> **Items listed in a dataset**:
** begin **

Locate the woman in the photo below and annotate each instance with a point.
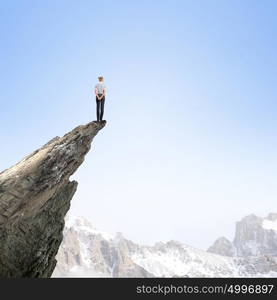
(100, 92)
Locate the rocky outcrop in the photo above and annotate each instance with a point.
(254, 236)
(222, 246)
(88, 252)
(35, 195)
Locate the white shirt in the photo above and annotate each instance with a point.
(100, 87)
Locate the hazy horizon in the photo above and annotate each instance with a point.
(190, 142)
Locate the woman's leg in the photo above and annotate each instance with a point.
(102, 108)
(98, 109)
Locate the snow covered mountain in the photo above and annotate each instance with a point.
(254, 236)
(88, 252)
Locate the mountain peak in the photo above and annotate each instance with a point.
(35, 195)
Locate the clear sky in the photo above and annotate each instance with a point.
(190, 142)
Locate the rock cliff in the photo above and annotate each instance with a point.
(35, 196)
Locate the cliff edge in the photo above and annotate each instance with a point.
(35, 196)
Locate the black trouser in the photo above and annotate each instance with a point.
(100, 108)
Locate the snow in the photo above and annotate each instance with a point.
(184, 260)
(268, 224)
(83, 225)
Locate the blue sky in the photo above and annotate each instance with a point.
(190, 143)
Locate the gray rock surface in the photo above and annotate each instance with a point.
(253, 237)
(35, 195)
(223, 246)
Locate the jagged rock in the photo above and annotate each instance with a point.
(35, 195)
(222, 246)
(88, 252)
(253, 238)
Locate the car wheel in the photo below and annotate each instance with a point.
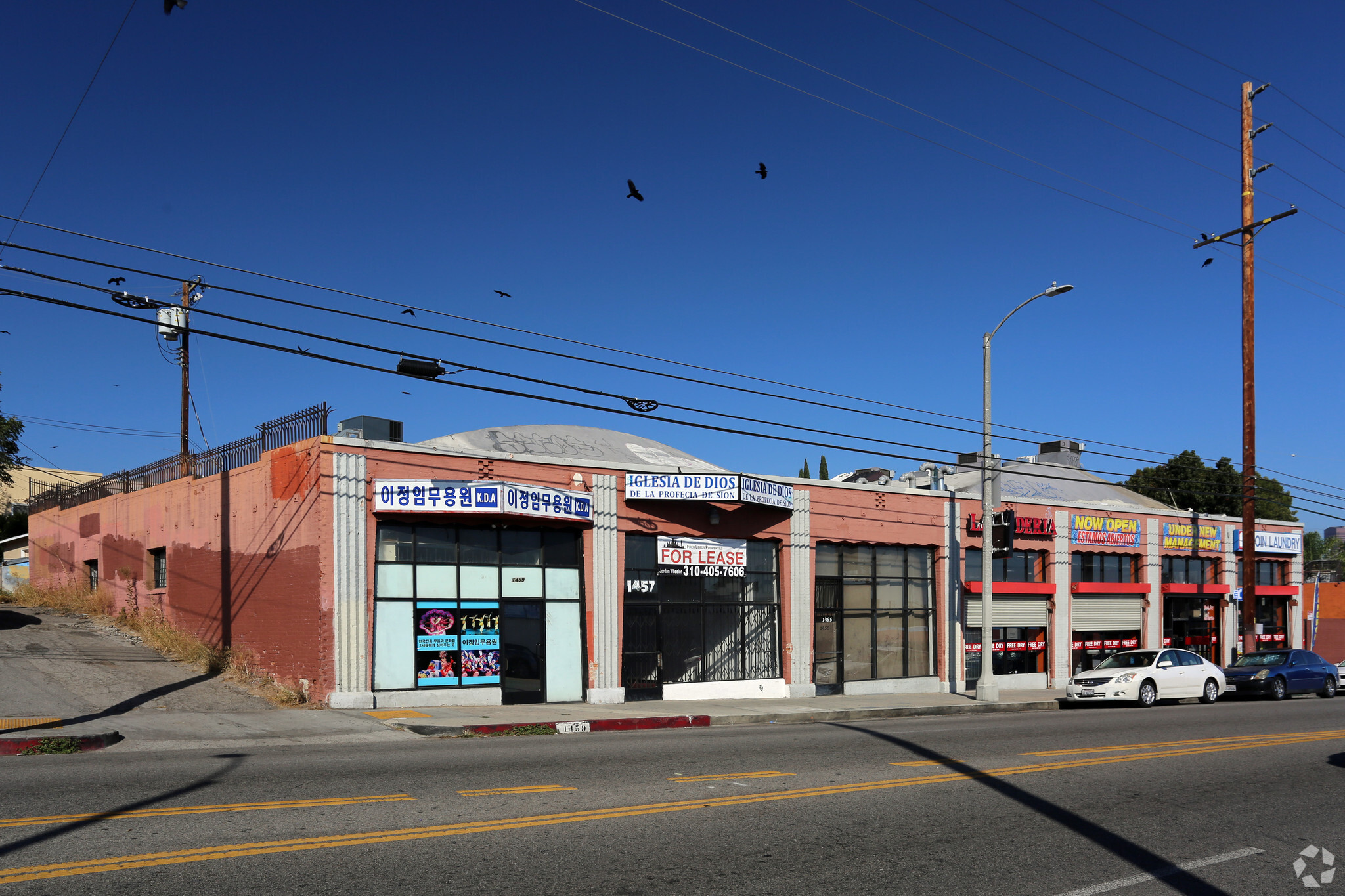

** end **

> **TASK TO CARRY OUT**: Please swap "Locate" for "Find" throughout the records, keeping everything else the same. Leave the pictures out of your answer.

> **SOLUTION BELOW**:
Find the woman in the photo below and annotate each instance with a point.
(100, 92)
Find the rocky outcrop in the photo above and annotate each instance with a point.
(254, 236)
(222, 246)
(88, 252)
(35, 195)
Find the white shirt in the photo above and annotate each instance with a point.
(100, 87)
Find the hazy horizon in the photo above and annotate each instance with a point.
(190, 142)
Find the woman's leg in the photo above and annotate each instance with a point.
(102, 108)
(98, 109)
Find the snow covered mountain in the photo above and annotate each instance with a point.
(254, 236)
(88, 252)
Find the mountain peak in the photo above and annotate each instance with a point.
(35, 195)
Find the clear sky in the photo above and annotate each instance with a point.
(190, 142)
Find the rock cliff in the photo above and annotate each instance with a point.
(35, 196)
Find the cliff edge in the photo above and annotate each instance with a point.
(35, 196)
Find the black trouser in the photo above and annotate each instance with a point.
(100, 108)
Find the snow in the photo above and annotate each instance with a point.
(184, 260)
(268, 224)
(83, 225)
Find the blue sky in the photo above and annotate each instance with a point.
(190, 143)
Find the gray rock surface in the photo above and annotate each instance with a point.
(253, 237)
(35, 195)
(223, 246)
Find the jagged rock in the photo above and annotate each instance with a point.
(35, 195)
(222, 246)
(88, 252)
(253, 238)
Find the car wheel in the photo below and annotate each instance with a point.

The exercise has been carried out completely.